(Task instructions) Report how many lines in the data below contain the word "water", giving only the number.

(Exercise materials)
<<<<
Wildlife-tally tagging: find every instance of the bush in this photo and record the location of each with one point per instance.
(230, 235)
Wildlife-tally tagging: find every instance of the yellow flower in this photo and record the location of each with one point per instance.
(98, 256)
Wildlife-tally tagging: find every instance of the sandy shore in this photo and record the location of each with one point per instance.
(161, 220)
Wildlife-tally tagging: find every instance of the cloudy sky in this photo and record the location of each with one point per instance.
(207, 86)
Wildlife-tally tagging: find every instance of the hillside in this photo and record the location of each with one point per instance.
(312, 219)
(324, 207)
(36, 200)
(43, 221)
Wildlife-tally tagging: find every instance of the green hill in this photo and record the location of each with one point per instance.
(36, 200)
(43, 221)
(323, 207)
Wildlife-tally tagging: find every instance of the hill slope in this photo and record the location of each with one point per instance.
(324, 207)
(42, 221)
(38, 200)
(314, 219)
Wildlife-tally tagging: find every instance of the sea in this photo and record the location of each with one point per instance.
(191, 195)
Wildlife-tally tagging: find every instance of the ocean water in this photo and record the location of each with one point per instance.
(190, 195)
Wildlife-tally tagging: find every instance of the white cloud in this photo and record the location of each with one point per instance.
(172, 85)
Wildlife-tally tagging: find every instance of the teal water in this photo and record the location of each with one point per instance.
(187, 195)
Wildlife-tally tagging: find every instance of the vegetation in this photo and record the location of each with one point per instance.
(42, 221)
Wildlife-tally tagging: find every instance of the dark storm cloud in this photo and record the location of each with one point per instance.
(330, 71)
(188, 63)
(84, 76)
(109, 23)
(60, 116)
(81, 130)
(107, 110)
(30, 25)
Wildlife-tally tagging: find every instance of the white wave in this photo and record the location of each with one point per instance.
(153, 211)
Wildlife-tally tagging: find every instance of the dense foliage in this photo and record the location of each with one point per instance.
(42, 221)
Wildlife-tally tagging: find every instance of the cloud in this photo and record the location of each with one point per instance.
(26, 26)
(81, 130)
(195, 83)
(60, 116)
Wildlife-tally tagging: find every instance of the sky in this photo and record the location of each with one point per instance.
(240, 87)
>>>>
<<<<
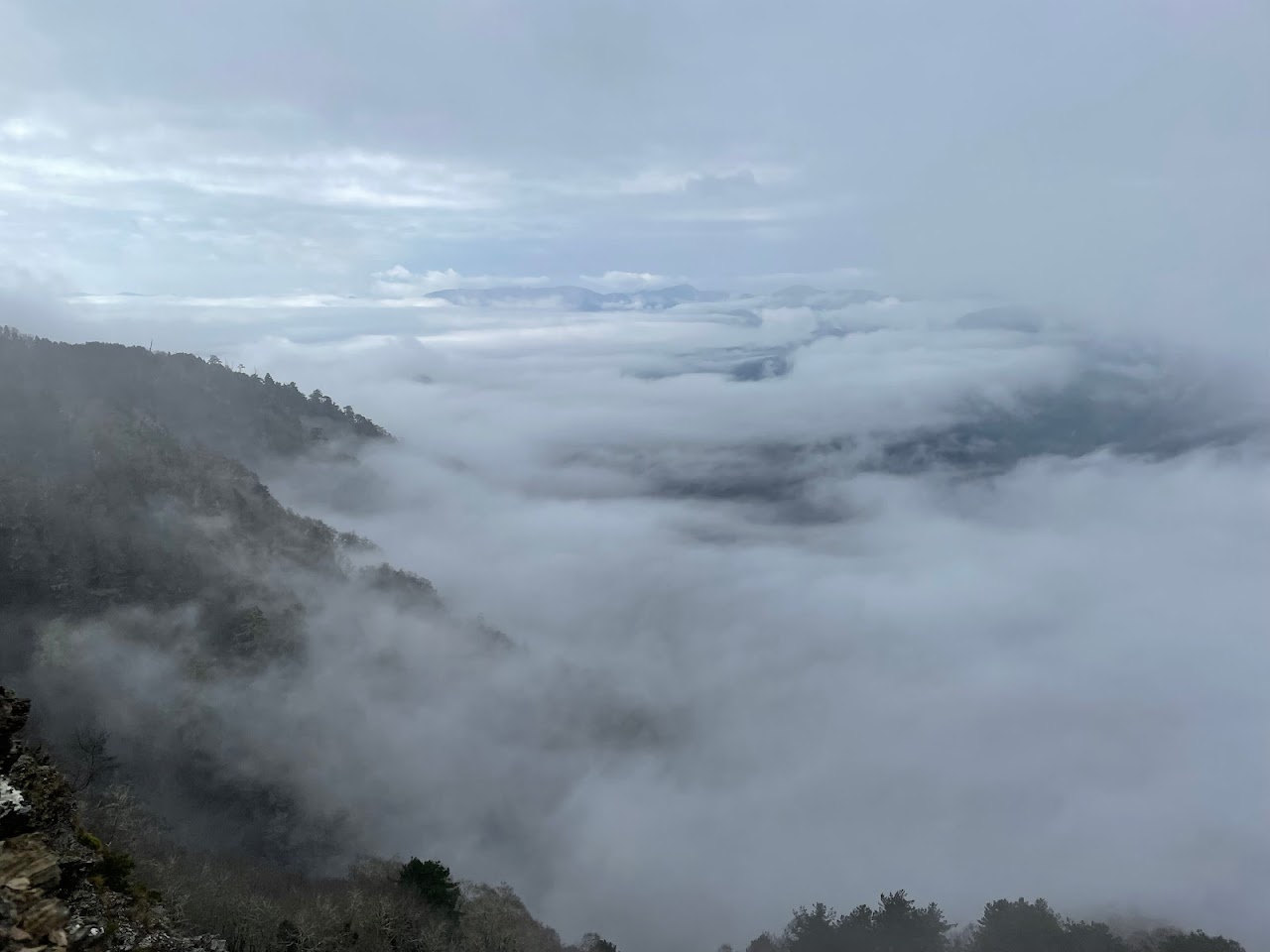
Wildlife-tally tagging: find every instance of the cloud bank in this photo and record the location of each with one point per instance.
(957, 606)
>>>>
(Task solution) 2